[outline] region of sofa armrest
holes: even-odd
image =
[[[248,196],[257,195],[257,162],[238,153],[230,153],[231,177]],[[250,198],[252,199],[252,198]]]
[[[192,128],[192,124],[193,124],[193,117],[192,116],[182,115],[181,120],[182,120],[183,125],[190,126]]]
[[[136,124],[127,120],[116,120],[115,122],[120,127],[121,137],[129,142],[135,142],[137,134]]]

Exercise objective>
Set down the records above once more, exactly as given.

Answer section>
[outline] region of sofa armrest
holes: even-odd
image =
[[[248,196],[257,195],[257,162],[238,153],[230,153],[231,177]],[[250,198],[252,199],[252,198]]]
[[[192,128],[192,124],[193,124],[193,117],[192,116],[182,115],[181,120],[182,120],[183,125],[190,126]]]
[[[136,124],[127,120],[116,120],[115,122],[120,127],[121,137],[129,142],[135,142],[137,134]]]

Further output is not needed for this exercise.